(Beginning of PROVIDED TEXT)

News Release 

Experts advocate for 'employment first, employment for all' for workers with disabilities

Inclusionary values are emphasized in this special issue of the Journal of Vocational Rehabilitation, which presents contributions from the 2020 Conference of the Association of People Supporting Employment First (APSE)

IOS Press

Research News

Amsterdam, July 14, 2021 - The Journal of Vocational Rehabilitation (JVR) announces publication of an openly available special issue that provides free access to key presentations from the 2020 Virtual Conference of the Association of People Supporting Employment First (APSE). These contributions advocate for and help facilitate the full inclusion of people with disabilities in the workplace and community.

APSE Conferences are the only national conferences focused solely on the advancement of Employment First, Employment for All. They bring together more than 1,000 key influencers and stakeholders representing individuals with disabilities, communities, agencies, and services to network and discuss state-of-the-art strategies to ensure equitable employment for all citizens with disabilities receiving assistance from publicly funded systems.

"This special issue highlights just a few of the incredible topics covered during the 45 sessions comprising the 2020 event," explains Guest Editor Julie J. Christensen, MSW, PhD, Executive Director, APSE, Rockville, MD, USA. "It represents the resilience of a community that remains dedicated to making a contribution in research, practice, and policy. All three are integral and necessary to create lasting change, perhaps more now than ever as we continue to work for Employment First, Employment for All. I'm just incredibly excited to be focusing more attention on the resource that JVR provides to the APSE Community."

Highlights from the conference include coverage of:

  • Importance of developing multicultural competency to ensure equity in rehabilitation services
  • Moving beyond "what gets measured, gets done" to leveraging data to scale up and track outcomes and quality improvement
  • Empowering coalitions of self-advocates to hold state laws accountable for Statewide Employment First efforts
  • Importance of family input and taking the socioeconomic and cultural context of the family unit into consideration
  • Need to update information tools to remain current with the times (such as using social media in talent recruitment)

(End of PROVIDED TEXT)
(Beginning of DATASET CONTENT)

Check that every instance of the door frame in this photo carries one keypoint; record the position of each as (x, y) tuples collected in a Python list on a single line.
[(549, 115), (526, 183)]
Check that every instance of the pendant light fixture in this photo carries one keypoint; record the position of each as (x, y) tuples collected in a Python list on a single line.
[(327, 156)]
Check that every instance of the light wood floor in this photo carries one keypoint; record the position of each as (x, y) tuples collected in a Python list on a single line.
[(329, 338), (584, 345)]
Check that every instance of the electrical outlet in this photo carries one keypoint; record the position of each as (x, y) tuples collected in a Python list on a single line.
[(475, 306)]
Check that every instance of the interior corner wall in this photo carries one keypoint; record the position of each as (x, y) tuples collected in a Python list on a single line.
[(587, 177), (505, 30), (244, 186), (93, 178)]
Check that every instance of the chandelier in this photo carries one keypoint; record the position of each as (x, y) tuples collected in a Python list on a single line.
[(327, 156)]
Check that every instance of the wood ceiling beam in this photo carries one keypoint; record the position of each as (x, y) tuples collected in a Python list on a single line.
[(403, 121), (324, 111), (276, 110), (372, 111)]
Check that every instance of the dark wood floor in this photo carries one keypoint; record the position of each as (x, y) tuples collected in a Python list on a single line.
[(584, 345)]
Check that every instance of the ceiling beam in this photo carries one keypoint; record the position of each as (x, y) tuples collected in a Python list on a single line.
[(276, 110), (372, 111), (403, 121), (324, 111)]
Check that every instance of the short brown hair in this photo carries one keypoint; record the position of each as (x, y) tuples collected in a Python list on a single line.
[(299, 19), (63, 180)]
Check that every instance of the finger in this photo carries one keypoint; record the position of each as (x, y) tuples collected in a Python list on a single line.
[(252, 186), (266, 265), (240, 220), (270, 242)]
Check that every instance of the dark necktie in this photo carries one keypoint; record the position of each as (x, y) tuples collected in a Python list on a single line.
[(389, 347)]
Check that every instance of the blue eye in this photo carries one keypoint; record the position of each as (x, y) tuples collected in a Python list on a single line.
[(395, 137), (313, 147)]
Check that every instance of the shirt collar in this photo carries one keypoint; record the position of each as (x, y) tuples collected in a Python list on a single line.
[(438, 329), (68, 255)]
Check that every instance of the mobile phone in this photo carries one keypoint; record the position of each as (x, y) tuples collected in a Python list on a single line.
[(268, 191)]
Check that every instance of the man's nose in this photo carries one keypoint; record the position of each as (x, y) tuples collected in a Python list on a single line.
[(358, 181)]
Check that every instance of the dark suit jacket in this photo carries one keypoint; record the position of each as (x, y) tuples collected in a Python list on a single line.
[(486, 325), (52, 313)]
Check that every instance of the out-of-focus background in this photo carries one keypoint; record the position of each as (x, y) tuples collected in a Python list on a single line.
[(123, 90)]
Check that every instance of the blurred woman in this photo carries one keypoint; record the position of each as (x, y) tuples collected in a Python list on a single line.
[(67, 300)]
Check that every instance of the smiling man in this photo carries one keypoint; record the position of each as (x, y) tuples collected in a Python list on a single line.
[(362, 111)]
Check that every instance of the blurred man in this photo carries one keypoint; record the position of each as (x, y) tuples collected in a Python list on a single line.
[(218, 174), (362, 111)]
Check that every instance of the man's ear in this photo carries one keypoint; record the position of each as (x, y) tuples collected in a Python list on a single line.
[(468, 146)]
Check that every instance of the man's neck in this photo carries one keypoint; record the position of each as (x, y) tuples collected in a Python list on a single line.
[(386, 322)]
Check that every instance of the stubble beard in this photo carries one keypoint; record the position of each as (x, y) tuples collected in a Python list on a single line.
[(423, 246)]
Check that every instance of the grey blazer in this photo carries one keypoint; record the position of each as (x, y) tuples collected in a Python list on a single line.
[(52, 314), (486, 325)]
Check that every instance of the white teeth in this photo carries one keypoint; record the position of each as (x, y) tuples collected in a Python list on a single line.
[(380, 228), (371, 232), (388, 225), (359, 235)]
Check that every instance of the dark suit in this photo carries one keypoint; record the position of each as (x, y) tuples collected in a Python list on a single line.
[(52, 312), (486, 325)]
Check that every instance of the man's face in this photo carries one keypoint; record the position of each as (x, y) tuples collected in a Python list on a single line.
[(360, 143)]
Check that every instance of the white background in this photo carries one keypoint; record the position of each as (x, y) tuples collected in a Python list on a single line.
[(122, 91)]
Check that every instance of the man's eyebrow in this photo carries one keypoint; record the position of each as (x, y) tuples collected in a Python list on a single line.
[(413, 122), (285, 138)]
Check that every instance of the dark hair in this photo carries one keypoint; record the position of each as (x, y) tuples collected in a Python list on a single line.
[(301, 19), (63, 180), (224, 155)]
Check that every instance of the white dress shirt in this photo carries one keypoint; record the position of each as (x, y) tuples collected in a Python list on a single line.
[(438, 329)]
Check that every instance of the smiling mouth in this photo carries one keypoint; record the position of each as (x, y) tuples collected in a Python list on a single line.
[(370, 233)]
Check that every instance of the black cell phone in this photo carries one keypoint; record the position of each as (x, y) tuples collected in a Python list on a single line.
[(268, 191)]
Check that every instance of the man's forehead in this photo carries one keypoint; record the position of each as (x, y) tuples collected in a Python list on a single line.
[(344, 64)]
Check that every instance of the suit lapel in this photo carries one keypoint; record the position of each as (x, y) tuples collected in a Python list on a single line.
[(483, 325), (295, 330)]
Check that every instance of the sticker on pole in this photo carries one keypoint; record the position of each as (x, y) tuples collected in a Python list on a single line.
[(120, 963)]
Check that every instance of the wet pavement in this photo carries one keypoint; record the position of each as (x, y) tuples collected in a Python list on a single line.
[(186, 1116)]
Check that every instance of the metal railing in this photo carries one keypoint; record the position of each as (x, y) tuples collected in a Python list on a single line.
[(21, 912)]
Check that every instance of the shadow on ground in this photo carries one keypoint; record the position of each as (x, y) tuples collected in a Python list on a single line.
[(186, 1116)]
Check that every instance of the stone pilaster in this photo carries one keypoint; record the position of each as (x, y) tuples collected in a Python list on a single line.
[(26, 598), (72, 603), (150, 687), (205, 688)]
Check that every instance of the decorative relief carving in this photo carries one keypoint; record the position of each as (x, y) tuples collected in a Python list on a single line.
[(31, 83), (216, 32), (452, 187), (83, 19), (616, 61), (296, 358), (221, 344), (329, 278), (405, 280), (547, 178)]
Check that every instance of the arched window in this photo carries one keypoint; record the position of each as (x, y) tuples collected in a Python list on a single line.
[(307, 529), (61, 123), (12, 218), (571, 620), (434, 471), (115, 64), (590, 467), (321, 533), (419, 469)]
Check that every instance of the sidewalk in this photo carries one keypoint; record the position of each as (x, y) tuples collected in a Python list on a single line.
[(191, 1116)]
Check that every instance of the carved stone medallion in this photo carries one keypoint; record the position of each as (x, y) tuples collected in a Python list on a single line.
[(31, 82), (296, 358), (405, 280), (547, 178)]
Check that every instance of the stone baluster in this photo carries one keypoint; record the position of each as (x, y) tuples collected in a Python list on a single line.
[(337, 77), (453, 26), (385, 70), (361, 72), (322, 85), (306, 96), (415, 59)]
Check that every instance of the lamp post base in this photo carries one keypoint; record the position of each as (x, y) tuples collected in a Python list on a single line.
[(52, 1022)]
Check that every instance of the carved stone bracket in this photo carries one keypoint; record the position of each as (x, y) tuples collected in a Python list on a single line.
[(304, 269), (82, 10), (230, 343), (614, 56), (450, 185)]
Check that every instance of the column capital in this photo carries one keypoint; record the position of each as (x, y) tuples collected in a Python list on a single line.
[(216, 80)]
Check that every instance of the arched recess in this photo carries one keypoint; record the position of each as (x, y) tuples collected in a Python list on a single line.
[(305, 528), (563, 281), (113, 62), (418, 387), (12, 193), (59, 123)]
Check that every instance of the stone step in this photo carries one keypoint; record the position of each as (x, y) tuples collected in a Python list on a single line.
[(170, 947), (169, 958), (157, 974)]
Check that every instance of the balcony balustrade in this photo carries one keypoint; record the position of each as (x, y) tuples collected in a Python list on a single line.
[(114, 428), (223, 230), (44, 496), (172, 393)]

(End of DATASET CONTENT)

> _PROBLEM DESCRIPTION_:
In the news release, change "stakeholders" to "participants" in the passage between "Research News" and "publicly funded systems.", inclusive. Give that passage in full with the change made.

> _COMPLETED TASK_:
Research News

Amsterdam, July 14, 2021 - The Journal of Vocational Rehabilitation (JVR) announces publication of an openly available special issue that provides free access to key presentations from the 2020 Virtual Conference of the Association of People Supporting Employment First (APSE). These contributions advocate for and help facilitate the full inclusion of people with disabilities in the workplace and community.

APSE Conferences are the only national conferences focused solely on the advancement of Employment First, Employment for All. They bring together more than 1,000 key influencers and participants representing individuals with disabilities, communities, agencies, and services to network and discuss state-of-the-art strategies to ensure equitable employment for all citizens with disabilities receiving assistance from publicly funded systems.